* _EXERCISE OBJECTIVE_: All of the data must be returned exactly as given.

* _GIVEN INFORMATION_:
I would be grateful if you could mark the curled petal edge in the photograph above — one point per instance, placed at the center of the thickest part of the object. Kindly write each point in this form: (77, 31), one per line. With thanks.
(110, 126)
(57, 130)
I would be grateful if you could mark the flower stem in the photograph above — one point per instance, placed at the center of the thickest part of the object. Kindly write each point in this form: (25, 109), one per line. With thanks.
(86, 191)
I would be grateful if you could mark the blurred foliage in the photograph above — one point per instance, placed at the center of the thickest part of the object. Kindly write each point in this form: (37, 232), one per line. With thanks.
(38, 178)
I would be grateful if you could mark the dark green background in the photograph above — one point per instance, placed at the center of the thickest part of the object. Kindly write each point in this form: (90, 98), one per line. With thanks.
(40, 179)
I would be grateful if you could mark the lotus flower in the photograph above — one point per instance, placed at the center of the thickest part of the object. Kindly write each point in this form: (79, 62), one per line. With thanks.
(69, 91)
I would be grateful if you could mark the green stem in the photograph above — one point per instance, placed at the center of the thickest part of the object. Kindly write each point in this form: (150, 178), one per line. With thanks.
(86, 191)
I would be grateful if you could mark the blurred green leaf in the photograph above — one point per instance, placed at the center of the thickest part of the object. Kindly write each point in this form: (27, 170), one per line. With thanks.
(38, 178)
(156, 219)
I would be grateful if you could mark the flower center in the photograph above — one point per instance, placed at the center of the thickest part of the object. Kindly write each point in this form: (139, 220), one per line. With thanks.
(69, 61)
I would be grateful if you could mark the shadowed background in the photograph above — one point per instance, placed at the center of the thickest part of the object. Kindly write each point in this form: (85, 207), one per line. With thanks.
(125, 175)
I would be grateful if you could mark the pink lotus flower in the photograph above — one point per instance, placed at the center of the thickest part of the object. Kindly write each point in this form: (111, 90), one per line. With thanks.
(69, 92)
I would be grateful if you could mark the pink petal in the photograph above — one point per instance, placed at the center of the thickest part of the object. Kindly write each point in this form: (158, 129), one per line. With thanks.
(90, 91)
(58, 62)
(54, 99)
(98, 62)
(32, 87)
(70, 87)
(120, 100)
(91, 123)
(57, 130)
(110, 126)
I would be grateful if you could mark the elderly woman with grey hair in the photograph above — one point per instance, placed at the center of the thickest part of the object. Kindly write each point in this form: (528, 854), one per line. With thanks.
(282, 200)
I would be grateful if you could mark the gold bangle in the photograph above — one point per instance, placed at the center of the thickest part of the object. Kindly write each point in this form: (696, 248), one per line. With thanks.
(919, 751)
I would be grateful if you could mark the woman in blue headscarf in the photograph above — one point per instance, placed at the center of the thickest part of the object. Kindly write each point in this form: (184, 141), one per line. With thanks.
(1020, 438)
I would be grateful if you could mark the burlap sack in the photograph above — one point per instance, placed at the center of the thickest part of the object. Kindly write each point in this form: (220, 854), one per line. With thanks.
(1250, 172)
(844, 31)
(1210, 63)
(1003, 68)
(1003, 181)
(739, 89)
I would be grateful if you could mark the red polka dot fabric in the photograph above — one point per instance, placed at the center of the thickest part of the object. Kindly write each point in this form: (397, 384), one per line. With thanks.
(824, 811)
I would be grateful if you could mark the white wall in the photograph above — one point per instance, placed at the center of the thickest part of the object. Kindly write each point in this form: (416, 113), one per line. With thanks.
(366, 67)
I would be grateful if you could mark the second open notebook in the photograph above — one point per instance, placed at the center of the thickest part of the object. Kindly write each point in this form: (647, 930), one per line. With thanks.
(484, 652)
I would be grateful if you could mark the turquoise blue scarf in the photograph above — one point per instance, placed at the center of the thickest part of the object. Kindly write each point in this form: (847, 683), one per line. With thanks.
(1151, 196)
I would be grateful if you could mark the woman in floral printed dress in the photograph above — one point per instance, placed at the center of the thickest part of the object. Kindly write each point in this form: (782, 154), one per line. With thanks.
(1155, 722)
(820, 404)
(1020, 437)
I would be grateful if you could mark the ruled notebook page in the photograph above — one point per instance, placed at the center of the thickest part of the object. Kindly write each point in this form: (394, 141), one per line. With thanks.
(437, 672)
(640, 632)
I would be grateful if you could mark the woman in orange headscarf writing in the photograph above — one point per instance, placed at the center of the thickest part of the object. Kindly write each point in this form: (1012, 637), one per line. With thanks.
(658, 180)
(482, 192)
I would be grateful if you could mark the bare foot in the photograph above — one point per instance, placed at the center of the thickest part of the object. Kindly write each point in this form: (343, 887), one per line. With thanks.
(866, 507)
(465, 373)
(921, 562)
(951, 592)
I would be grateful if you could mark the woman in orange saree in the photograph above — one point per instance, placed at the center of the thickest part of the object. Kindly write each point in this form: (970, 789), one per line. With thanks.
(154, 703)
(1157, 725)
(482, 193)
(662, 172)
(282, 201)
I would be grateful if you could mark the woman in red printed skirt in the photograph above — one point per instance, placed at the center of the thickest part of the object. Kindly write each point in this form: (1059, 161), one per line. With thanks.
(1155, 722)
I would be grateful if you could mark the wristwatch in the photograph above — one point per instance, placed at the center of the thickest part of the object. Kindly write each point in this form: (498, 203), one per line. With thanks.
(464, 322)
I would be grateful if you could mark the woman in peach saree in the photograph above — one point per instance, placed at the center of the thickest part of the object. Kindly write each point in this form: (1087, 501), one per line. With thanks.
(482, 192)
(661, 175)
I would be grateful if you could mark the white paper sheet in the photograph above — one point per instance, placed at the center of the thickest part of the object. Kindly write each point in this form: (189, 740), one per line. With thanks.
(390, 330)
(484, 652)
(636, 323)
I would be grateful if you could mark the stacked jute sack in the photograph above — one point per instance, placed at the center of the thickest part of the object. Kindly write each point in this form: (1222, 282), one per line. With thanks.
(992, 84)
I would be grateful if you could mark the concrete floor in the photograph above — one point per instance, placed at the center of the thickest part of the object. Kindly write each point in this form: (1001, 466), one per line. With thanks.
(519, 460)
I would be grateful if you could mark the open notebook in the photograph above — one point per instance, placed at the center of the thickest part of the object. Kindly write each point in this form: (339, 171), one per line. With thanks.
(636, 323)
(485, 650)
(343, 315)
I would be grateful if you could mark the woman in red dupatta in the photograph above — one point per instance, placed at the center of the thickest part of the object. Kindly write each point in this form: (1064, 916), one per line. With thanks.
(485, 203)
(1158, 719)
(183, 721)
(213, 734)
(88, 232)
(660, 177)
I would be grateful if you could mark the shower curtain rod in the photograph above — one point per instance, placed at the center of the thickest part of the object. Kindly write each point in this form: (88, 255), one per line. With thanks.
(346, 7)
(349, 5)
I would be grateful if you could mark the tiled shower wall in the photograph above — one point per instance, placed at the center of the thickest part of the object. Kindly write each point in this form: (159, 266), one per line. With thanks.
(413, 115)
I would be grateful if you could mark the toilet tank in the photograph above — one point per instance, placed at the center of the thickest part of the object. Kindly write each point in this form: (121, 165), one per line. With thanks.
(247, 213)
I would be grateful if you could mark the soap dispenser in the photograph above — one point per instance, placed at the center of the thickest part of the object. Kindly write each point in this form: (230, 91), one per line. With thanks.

* _EXPECTED ANSWER_:
I would be grateful if you could mark the curled petal edge in the photograph above — one point per instance, placed at the center of the thickest part of the object. Kindly write each point in this form: (77, 31), one per line. With thanks.
(110, 126)
(57, 130)
I would be grateful if you could mark the flower stem in the photograph above — one point per instance, placed at the center of the thickest part of the object. Kindly write each point in this form: (25, 109), one per line. With thanks.
(86, 191)
I would be grateful if you could mark the blurred foliage in the photograph above — one point per instance, placed at the center of the thickest part of the object. Kindly write each point in this form: (37, 232), one per line. With thanks.
(38, 178)
I would be grateful if you could mark the dark green background in the photograph above — one point per instance, placed at the center of the thickest part of the object. Kindly write each point in this form: (90, 98), one per line. With thanks.
(40, 179)
I would be grateful if you could mark the lotus flower in the photograph above — one point per instance, placed at the center of the thickest part of the object. Kindly write each point in this form: (79, 62), one per line. With thanks.
(69, 91)
I would be grateful if you could mark the green stem in the photograph above — one point per instance, placed at the center of the thickest part of the object. Kindly write each point in this form: (150, 178), one per line. With thanks.
(86, 191)
I would be grateful if you could mark the blurred green leaf in the photograph above — one point per instance, placed at the center of the thickest part of the object. Kindly write each point in this form: (27, 170), one per line. With thanks.
(38, 178)
(156, 219)
I would be grateful if you could mark the flower center in the photograph above — one point per instance, placed at the center of the thickest part of the object. Kindly write each point in this form: (139, 220), one per line. With thanks.
(69, 61)
I would be grateful if you could mark the shadowed background in the photograph above — one point per instance, placed at the center of the thickest part of the object. Kindly write each point in this form: (85, 207), one per line. With thanks.
(125, 175)
I would be grateful if you could mark the pink lotus flower in the photograph above — one point per instance, placed at the center of the thickest part of the object. Kindly write each point in this form: (111, 90), one per line. With thanks.
(69, 92)
I would be grateful if you could mark the pink petal in the photograph above — one point per instance, placed at the center of the thickest part of the object. Kindly write each point in this form: (158, 129), one per line. With thanks.
(90, 91)
(58, 62)
(54, 99)
(98, 62)
(32, 87)
(70, 87)
(120, 100)
(91, 123)
(57, 130)
(110, 126)
I would be grateful if you could mark the elderly woman with grey hair in the photograph above — one point per instance, placed at the center of the thickest part of the object. Kindly write each point in this form: (528, 854), one per line. With thanks.
(282, 200)
I would be grateful if you could mark the gold bangle in the photograph above — one point per instance, placed at the center of the thickest part of the object. Kindly write each point in this form: (696, 248), one per line. With thanks.
(919, 751)
I would be grateful if you could mark the woman in blue headscarf in the photograph above — one point per instance, placed at the center of the thickest part of the object. Kindly write each point in this form: (184, 141), one per line. With thanks.
(1020, 438)
I would be grateful if you could mark the burlap sack in the photograph above — one point per instance, placed at the center of the thickest part of the object. Kindly write each point in this form: (220, 854), one per line. With thanks.
(1250, 172)
(844, 31)
(1210, 63)
(1003, 68)
(1003, 181)
(739, 89)
I would be grateful if you could mark the red polka dot fabric in the photograph above — one point per instance, placed at the center of the thickest part of the object. Kindly write each point in this form: (397, 384), one per line. With thanks.
(824, 811)
I would be grateful if you could mark the white wall in the photograph above — one point per instance, placed at the center of the thickest part of the object. Kindly write each point in this form: (416, 113), one per line. With thanks.
(366, 67)
I would be grateful if you could mark the second open notebook in the photograph above — one point per instance, placed at the center of the thickest part of the object. Kindly write each point in this form: (647, 930), one per line. With thanks.
(484, 652)
I would be grateful if you could mark the turquoise blue scarf in the photograph above — one point per instance, placed at the center of the thickest part of the object. Kindly write each point in this form: (847, 683), one per line. With thanks.
(1151, 196)
I would be grateful if you could mark the woman in floral printed dress in the photograph above — one point per instance, placed at the center of the thickest part of the object. Kindly write each point in this form: (782, 154), one per line. With thanks.
(1155, 722)
(820, 404)
(1020, 437)
I would be grateful if you could mark the ruled notebook page in the photograph above — one point per instance, placed at the center of the thickest part of the object. Kindly write each point in this form: (394, 141), one per line. With thanks.
(437, 672)
(640, 632)
I would be grateful if you could mark the woman in orange headscarf writing in the photograph above — one point per instance, placed at the center of the thickest part of the object. Kindly write each point in this form: (1012, 637), one per line. With thanks.
(658, 180)
(482, 192)
I would be grateful if you could mark the bare foot in the photograph above — one point per instance, placed at the center of the thickest part of the object. Kindly write each point in this form: (343, 887), one per line. With thanks.
(866, 507)
(465, 373)
(921, 562)
(951, 592)
I would be grateful if you could mark the woman in orange saree in the photograph above — one point per instance, placed at the center of the thickest part of the object. Kindly write each point in this form: (970, 789), one per line. With thanks.
(154, 703)
(1157, 725)
(482, 193)
(662, 172)
(282, 201)
I would be grateful if you could mark the woman in red printed skirt in the photograph above — one point per instance, placed at the center of the thickest part of the object. Kindly write each point in this form: (1059, 161), one per line. With thanks.
(1155, 722)
I would be grateful if you could mark the wristwatch in the photograph above — one point per instance, placed at the center of the thickest part of the object. Kindly write each point in this form: (498, 203), one per line. With thanks.
(464, 322)
I would be grateful if you could mark the woman in peach saree in the photograph above — one point per instance, placed at the center of the thickest part of the object. Kindly write each point in this form: (1087, 501), one per line. With thanks.
(482, 192)
(661, 175)
I would be grateful if you could mark the white paper sheet in the photograph above — one point per instance, placed at the center of the thickest part of the object. Kindly write each point in this form: (189, 740), one per line. With thanks.
(390, 330)
(484, 652)
(636, 323)
I would be grateful if you could mark the stacked jute sack in the photograph above — one point per instance, placed at the center of the thickest part of the object. Kindly write each point in this form: (1222, 282), one per line. With thanks.
(992, 84)
I would be grateful if you could mark the concrete floor in the photograph above — one point per instance, placed at the center of the thickest part of the object. Kindly write each point in this form: (1001, 466), one per line. With thanks.
(519, 460)
I would be grateful if you could mark the open notebook in the photograph above — one point per instance, placed at the center of the thickest part of the object. Kindly write each point in this form: (339, 171), one per line. With thanks.
(636, 323)
(485, 650)
(343, 315)
I would be grateful if you could mark the woman in red dupatta in the photograph above — one point per instance, placed at the center of the thickest part of the object. Kindly write each point in this form: (1064, 916), one per line. With thanks.
(485, 203)
(1158, 719)
(183, 721)
(213, 734)
(88, 232)
(660, 177)
I would be grateful if you could mark the shower curtain rod in the photograph above — one point per instance, placed at the center of the thickest part of the object. Kindly write each point in this form: (88, 255), one per line. With thanks.
(346, 7)
(349, 5)
I would be grateful if you could mark the tiled shower wall in the photograph above — one point per instance, placed at the center of the thickest part of the object. Kindly write each point in this form: (159, 266), one per line. With thanks.
(413, 115)
I would be grateful if you could mark the toilet tank in the photograph above — one point per instance, placed at the center of the thickest part of the object. Kindly write each point in this form: (121, 165), one per line. With thanks.
(247, 213)
I would be grateful if you could mark the soap dispenser in the photograph above — one point per instance, placed at the center of the thickest part of the object. Kindly write each point in this form: (230, 91), one per line. With thanks.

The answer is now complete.